» AIM
Write out all of the records precisely. Skip anything that is a picture.
======== MATERIAL FOR THIS EXERCISE ========
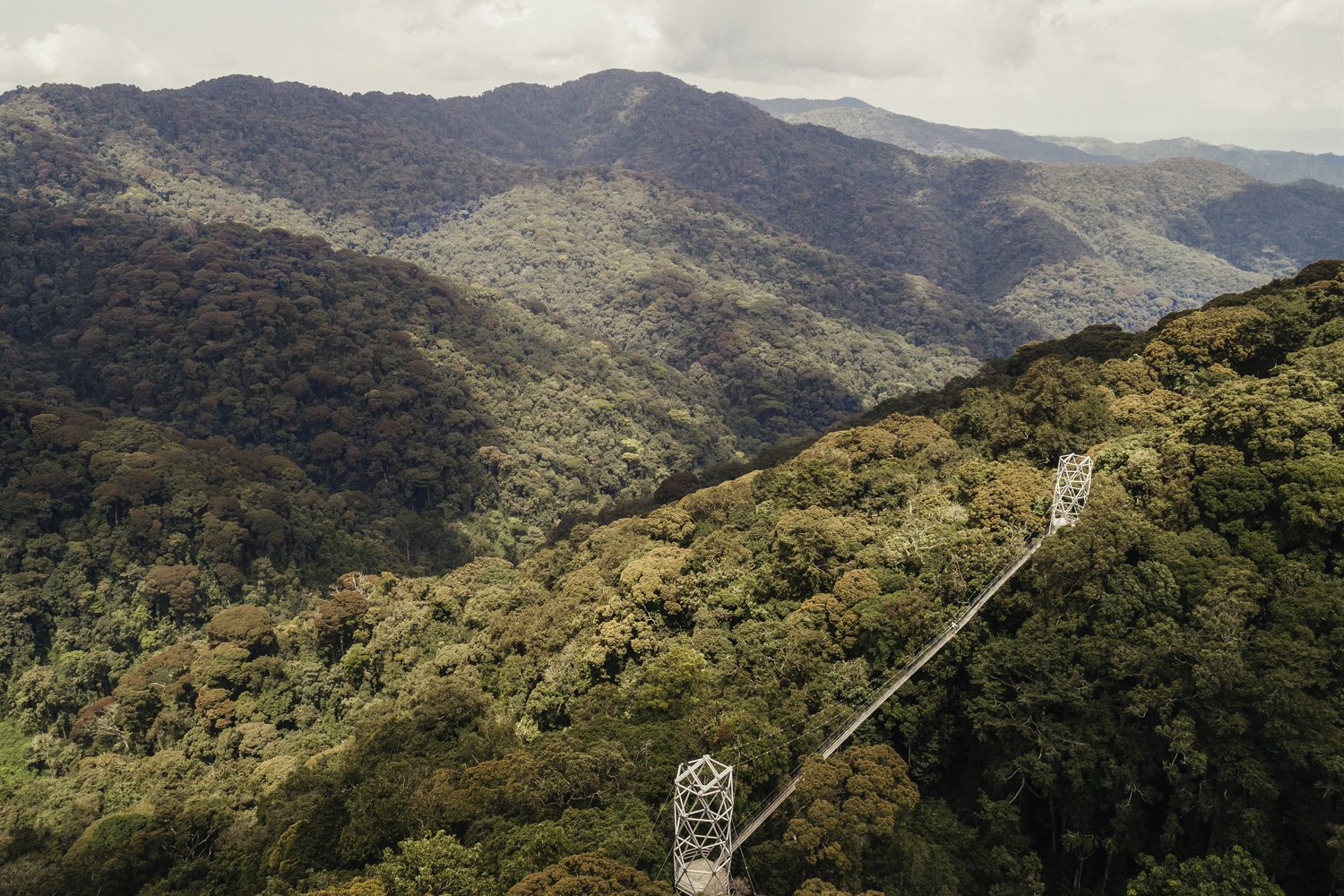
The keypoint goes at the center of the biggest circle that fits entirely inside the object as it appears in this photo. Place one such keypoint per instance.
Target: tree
(1233, 874)
(246, 626)
(589, 874)
(435, 866)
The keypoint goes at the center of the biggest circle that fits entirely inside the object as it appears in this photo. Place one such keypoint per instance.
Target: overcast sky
(1266, 72)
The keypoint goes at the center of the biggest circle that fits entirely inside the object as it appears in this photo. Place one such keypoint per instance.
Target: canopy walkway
(703, 831)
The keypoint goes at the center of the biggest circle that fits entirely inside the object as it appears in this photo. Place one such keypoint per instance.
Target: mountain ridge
(952, 140)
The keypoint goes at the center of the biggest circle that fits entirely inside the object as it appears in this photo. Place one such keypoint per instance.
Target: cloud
(78, 54)
(1040, 66)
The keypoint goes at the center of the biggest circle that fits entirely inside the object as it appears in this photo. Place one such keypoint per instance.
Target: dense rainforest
(857, 118)
(394, 490)
(1153, 705)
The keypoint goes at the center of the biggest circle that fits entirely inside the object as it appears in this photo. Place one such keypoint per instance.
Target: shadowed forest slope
(1152, 702)
(368, 168)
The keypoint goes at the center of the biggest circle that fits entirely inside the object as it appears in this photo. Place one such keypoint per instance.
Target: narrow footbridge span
(703, 829)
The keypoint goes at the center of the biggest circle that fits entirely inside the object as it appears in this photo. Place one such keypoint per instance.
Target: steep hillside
(1153, 702)
(370, 169)
(862, 120)
(1268, 164)
(925, 137)
(421, 403)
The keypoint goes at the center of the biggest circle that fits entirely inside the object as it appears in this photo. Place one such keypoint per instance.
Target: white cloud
(80, 54)
(1042, 66)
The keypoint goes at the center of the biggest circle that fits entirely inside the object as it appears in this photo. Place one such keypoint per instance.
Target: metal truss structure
(704, 839)
(1073, 482)
(702, 850)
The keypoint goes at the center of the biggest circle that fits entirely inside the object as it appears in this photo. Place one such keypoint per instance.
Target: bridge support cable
(704, 850)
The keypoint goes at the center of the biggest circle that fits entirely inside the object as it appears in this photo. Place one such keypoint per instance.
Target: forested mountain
(1152, 707)
(351, 536)
(366, 169)
(857, 118)
(666, 280)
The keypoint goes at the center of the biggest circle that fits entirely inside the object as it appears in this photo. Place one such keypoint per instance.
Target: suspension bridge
(704, 834)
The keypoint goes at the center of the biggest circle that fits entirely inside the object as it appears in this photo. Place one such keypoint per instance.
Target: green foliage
(513, 726)
(1236, 874)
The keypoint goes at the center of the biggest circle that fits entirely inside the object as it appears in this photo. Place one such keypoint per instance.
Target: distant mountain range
(648, 277)
(857, 118)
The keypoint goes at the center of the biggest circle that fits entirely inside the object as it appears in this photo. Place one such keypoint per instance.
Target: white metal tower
(702, 850)
(1073, 481)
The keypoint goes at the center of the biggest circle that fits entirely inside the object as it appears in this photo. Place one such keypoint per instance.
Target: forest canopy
(1150, 707)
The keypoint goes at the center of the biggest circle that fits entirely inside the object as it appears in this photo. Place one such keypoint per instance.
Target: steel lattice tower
(1073, 482)
(702, 852)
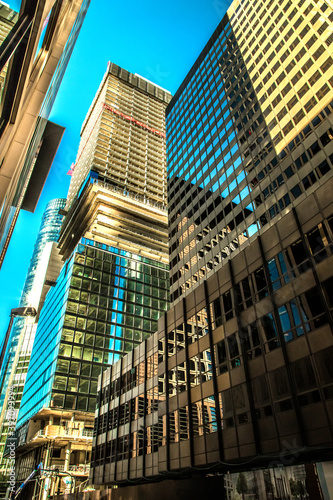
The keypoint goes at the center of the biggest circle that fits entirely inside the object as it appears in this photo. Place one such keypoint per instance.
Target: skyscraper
(37, 51)
(237, 375)
(38, 280)
(114, 285)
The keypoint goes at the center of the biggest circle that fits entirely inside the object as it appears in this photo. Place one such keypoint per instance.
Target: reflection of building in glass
(235, 129)
(43, 268)
(243, 373)
(114, 285)
(32, 81)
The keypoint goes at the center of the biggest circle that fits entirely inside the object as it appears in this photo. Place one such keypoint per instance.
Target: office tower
(42, 273)
(37, 51)
(237, 376)
(8, 18)
(114, 285)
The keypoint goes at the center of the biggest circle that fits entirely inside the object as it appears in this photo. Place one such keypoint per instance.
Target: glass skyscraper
(249, 132)
(114, 284)
(238, 375)
(17, 358)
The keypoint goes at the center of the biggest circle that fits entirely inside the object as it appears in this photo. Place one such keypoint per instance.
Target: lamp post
(17, 311)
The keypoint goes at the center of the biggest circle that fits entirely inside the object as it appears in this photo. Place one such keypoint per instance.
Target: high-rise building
(44, 267)
(237, 375)
(114, 285)
(8, 19)
(36, 53)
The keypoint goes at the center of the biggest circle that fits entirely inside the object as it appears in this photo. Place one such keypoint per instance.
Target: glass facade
(106, 302)
(12, 202)
(17, 357)
(249, 132)
(240, 365)
(123, 138)
(236, 372)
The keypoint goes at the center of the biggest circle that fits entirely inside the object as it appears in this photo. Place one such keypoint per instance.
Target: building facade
(37, 51)
(114, 285)
(239, 365)
(253, 116)
(17, 357)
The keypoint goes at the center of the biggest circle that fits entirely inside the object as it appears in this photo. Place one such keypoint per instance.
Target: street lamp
(14, 313)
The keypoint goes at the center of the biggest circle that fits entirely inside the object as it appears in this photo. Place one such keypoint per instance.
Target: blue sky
(159, 41)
========
» ANSWER
The keypoint goes at the center of the biggest circle that fits entirely inside the object as it appears in this photo. Place one such keypoint per instance.
Target: tree
(1233, 874)
(246, 626)
(589, 874)
(435, 866)
The keypoint goes at the center of the biggest circle that fits entirely inside the object as it appears in this photo. Place one such keypoint per instance.
Target: overcast sky
(1266, 72)
The keypoint goes at the center of the biggest circle that fits entirely inside the object as it appears in this photo. Place one such keypoint per instance.
Target: canopy walkway
(703, 831)
The keypoint goes at the center of the biggest circle that fits entirely inside the object as it appears in this photo. Place one such keypoint per instance.
Target: mountain ridge
(952, 140)
The keypoint goes at the center of the biggest circle that fits entirely inside the object as it appears in this photo. Place one such keypoint per instance.
Target: cloud
(78, 54)
(1040, 66)
The keypoint goes at the center of the biggest circle that fits entirely inside the object as it appears in this photo. Place one such keypoint per instance.
Target: dense rainforest
(857, 118)
(394, 490)
(1153, 705)
The keypoint goes at the center of the biggest circle that fits entirely inside the object as it appears in this photo. Place one such keypoint per instance.
Target: shadowed forest slope
(1152, 702)
(368, 168)
The keypoint goes at the center of the biggest circle that fits entirely inside the object as it appears in this photo. Place one such keypoint per instance.
Target: narrow footbridge span
(703, 829)
The keypoint goes at the center of the biggest circle that fits entirely inside the object as it appears in this photo. Place one such keypoint per instance.
Target: steep hillside
(1153, 702)
(370, 169)
(862, 120)
(1268, 164)
(925, 137)
(421, 403)
The keypoint goes at the center of the biggest circle that fits entirely inside the object as it appears in this photo. Place one such keypoint per instance.
Target: white cloud
(80, 54)
(1042, 66)
The keypoint goes at the center of the biggest circle that fits entirely inside the object as it appears in this photo. Place one such keypoint per instance.
Target: metal truss structure
(704, 839)
(1073, 482)
(702, 850)
The keypoint goes at the center of the biggest circle that fits entirely inside the object as it appears in this photo. Place one such keypoint per instance.
Target: bridge support cable
(704, 850)
The keypoint goes at the center of the biggest circle that fits entirely inside the object as it appears in this photo. Place one such keypoint per instance.
Target: forested mountain
(1152, 707)
(351, 536)
(366, 169)
(857, 118)
(666, 280)
The keypoint goes at the center of the biggest circle that fits entirely inside the object as it appears in this photo. Place one such keypoint per instance.
Target: suspension bridge
(704, 834)
The keypoint goes at the center of the biggest circle that fits entirely inside the object as it appears in this photo. Place one such keypoint per instance.
Target: green foliage
(513, 726)
(1236, 874)
The keypoint goes at the center of the biggest circle that fits entirely inside the object as it appears in this photo. Place one such keypoint per instance.
Target: distant mountain range
(648, 277)
(857, 118)
The keypoint goes at the center of the biggest circle that fits entirely inside the object as it appears in this photo. Place one such keypoint per instance.
Target: white metal tower
(702, 850)
(1073, 481)
The keypoint goes at the center of the biggest circle that fits entirely inside the object as it appears in this photo. Place one such keypoint per instance.
Target: forest canopy
(1150, 707)
The keypoint goes at the center of the biggest circle that fits entirely inside the object as it appears in this photo. Place one such keypoint per instance.
Target: steel lattice tower
(1073, 482)
(702, 852)
The keypoint goes at the center of the biggest circle that fits entirely inside the object as it appears in this photo. Place one such keypoint per instance.
Target: skyscraper
(37, 51)
(237, 375)
(38, 280)
(114, 285)
The keypoint goes at the center of the biggest circle that fits entirely inside the object as it appears in this photo. Place one such keypoint per instance.
Target: reflection of building in glass
(235, 129)
(43, 268)
(243, 373)
(114, 285)
(32, 81)
The keypoint goes at the center of the biggest circle that fits entirely inside the object as it appears in this photo. Place one such keypoint per instance.
Target: office tower
(42, 273)
(37, 51)
(237, 376)
(8, 18)
(114, 285)
The keypoint goes at the center of the biggest circle that fits entirely inside the object as it appears in this photo. Place one such keypoint per instance.
Target: glass skyscraper
(249, 132)
(114, 284)
(238, 375)
(17, 358)
The keypoint goes at the center of the biggest circle that fits entirely inside the object as it appears in this photo. Place one such keypoint per instance.
Target: lamp post
(17, 311)
The keypoint goes at the center of the biggest circle that fits entirely inside the object as it appears in this photo. Place one such keypoint per instance.
Target: high-rise building
(44, 267)
(237, 375)
(114, 285)
(8, 19)
(36, 53)
The keypoint goes at the center of the biggest circle that fits entirely inside the object as it appears in this photo. Place one such keypoint per instance.
Target: glass facade
(106, 302)
(12, 202)
(17, 357)
(249, 132)
(240, 365)
(123, 138)
(236, 372)
The keypoint goes at the center of the biggest circle that fits entirely inside the object as it appears in this photo. Place one such keypoint per instance.
Target: building facade
(37, 51)
(114, 285)
(239, 365)
(253, 116)
(17, 357)
The keypoint goes at the center of the biggest circle that fits entirely inside the object as it appears in this photo. Place one such keypoint per instance.
Target: street lamp
(14, 313)
The keypoint goes at the center of the biggest circle that fits entirely inside the object as it appears in this photo. Place one such keypoint per instance.
Target: blue sky
(159, 41)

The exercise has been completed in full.